Top of Material to process

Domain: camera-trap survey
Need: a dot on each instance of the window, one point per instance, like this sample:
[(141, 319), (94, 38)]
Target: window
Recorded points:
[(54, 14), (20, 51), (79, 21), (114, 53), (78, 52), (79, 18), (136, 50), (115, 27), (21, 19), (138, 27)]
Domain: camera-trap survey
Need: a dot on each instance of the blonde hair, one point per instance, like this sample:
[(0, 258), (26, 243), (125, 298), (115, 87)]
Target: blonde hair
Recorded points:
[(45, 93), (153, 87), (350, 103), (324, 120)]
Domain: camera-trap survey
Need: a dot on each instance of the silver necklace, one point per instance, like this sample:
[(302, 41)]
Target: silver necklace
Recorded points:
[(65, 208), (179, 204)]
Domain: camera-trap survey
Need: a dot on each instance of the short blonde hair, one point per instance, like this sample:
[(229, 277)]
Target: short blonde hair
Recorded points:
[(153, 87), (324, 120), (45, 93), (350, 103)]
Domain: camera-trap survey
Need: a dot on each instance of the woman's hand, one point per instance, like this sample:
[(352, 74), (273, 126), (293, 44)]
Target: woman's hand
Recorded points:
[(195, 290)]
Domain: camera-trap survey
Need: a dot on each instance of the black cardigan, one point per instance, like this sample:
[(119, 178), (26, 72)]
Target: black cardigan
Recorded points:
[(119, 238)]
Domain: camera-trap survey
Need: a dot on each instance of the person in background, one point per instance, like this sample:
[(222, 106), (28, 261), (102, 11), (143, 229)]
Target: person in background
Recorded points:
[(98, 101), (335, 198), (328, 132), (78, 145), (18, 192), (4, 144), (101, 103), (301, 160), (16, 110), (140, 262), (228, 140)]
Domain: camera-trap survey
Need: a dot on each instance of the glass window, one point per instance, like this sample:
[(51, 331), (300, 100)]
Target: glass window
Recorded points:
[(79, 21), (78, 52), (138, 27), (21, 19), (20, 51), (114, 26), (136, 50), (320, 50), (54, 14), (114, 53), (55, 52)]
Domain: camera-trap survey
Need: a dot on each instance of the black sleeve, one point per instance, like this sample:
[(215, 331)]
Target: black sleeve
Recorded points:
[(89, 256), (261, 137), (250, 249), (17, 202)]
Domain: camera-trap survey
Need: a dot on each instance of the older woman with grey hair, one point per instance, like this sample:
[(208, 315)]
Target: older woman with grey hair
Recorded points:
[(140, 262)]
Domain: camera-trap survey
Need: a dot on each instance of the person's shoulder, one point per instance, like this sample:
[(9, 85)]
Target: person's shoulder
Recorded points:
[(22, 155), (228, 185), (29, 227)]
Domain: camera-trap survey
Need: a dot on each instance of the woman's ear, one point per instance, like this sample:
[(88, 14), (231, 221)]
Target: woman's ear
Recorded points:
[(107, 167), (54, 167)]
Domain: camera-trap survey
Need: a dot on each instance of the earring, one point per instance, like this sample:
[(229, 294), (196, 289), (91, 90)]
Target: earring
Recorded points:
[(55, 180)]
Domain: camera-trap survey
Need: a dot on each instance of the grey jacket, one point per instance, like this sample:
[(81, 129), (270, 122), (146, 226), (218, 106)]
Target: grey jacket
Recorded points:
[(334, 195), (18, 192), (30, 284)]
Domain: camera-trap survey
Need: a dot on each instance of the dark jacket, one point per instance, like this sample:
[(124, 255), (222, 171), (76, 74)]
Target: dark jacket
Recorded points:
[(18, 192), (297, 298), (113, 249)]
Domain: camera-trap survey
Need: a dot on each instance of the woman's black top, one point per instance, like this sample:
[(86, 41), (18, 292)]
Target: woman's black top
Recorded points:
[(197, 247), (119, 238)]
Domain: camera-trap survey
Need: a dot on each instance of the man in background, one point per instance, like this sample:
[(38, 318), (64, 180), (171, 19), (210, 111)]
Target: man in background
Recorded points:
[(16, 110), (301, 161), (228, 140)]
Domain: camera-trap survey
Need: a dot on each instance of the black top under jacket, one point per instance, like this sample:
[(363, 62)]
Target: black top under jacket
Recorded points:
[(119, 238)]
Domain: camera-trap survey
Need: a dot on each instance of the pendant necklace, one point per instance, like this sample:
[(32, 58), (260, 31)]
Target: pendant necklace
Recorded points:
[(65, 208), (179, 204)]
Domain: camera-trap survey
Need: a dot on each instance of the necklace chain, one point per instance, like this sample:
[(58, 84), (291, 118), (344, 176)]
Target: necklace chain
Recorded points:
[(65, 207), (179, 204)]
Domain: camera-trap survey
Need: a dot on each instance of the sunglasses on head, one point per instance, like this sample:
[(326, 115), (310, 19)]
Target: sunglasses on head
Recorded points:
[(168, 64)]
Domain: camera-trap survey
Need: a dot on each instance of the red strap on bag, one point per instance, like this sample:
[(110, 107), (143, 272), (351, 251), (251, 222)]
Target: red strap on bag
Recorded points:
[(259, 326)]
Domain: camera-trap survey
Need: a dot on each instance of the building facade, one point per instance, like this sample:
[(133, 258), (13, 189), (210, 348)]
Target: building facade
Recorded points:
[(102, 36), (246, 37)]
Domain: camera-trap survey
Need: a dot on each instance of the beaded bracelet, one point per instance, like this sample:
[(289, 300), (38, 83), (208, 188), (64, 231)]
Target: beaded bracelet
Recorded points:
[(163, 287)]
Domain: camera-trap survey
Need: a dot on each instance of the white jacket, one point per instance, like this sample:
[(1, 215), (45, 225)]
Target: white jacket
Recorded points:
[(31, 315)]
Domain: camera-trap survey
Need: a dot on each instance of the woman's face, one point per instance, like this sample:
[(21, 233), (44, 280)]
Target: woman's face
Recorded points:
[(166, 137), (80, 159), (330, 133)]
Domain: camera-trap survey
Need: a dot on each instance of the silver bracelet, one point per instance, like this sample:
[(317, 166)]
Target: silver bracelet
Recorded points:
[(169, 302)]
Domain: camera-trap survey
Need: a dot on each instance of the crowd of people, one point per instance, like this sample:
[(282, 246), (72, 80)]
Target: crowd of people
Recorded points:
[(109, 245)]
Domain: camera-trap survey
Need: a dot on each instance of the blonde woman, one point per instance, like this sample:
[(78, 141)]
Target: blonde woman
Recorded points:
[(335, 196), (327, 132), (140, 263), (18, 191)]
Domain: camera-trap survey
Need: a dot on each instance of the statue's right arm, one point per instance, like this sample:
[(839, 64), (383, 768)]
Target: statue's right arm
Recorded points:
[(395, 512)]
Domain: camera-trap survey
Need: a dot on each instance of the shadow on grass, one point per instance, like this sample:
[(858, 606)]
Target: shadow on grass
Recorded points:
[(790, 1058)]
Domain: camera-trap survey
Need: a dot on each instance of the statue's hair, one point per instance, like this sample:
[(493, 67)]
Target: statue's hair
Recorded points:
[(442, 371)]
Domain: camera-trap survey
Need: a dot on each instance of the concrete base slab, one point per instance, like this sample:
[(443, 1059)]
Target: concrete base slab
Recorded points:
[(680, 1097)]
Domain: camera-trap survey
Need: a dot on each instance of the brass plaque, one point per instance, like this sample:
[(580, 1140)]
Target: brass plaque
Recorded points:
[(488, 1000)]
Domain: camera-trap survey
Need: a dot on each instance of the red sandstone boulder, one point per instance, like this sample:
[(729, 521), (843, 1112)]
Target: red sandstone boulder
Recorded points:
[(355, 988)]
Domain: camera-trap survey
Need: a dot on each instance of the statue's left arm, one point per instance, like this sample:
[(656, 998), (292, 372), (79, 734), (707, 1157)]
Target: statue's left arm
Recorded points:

Bottom of Material to process

Problem statement: Restate, please, word for word the span of records running from the first line to the line bearing "Target: person in background", both included, and nothing outside it.

Result:
Domain: camera-trap survey
Need: a dot on each instance of the window, one point per instance, like this sample:
[(141, 319), (94, 38)]
Target: window
Recorded points:
[(54, 14), (20, 51), (79, 21), (114, 53), (78, 52), (79, 18), (136, 50), (115, 27), (21, 19), (138, 27)]
Domain: camera-trap survey
Need: a dot on each instance of the blonde hair, one point per instance, like this sample:
[(0, 258), (26, 243), (125, 298), (115, 87)]
Target: blonde hair
Recorded points:
[(45, 93), (153, 87), (350, 103), (324, 120)]
Domain: camera-trap survey
Need: a dot on each instance of the silver necklace, one point per instance, like this sample:
[(302, 41)]
Target: silver necklace
Recorded points:
[(65, 208), (179, 204)]
Domain: camera-trap survey
Need: a dot on each instance of the short blonde hair, one point per instance, like this sample:
[(229, 277)]
Target: short blonde hair
Recorded points:
[(153, 87), (324, 120), (45, 93), (350, 103)]
Domain: camera-trap survey
Need: a dot on each instance of the woman's hand, one point per instance, like this sample:
[(352, 74), (273, 126), (293, 44)]
Target: woman's hand
Recorded points:
[(195, 290)]
Domain: camera-trap survey
Need: a dot on each instance of the black cardigan, one point per instance, like this sample:
[(119, 178), (26, 72)]
Target: black cardigan
Recorded points:
[(119, 238)]
Domain: camera-trap survey
Need: a dot on each instance of the person in background, one point per instance, like this sample:
[(222, 106), (28, 261), (102, 11), (143, 229)]
Target: person in background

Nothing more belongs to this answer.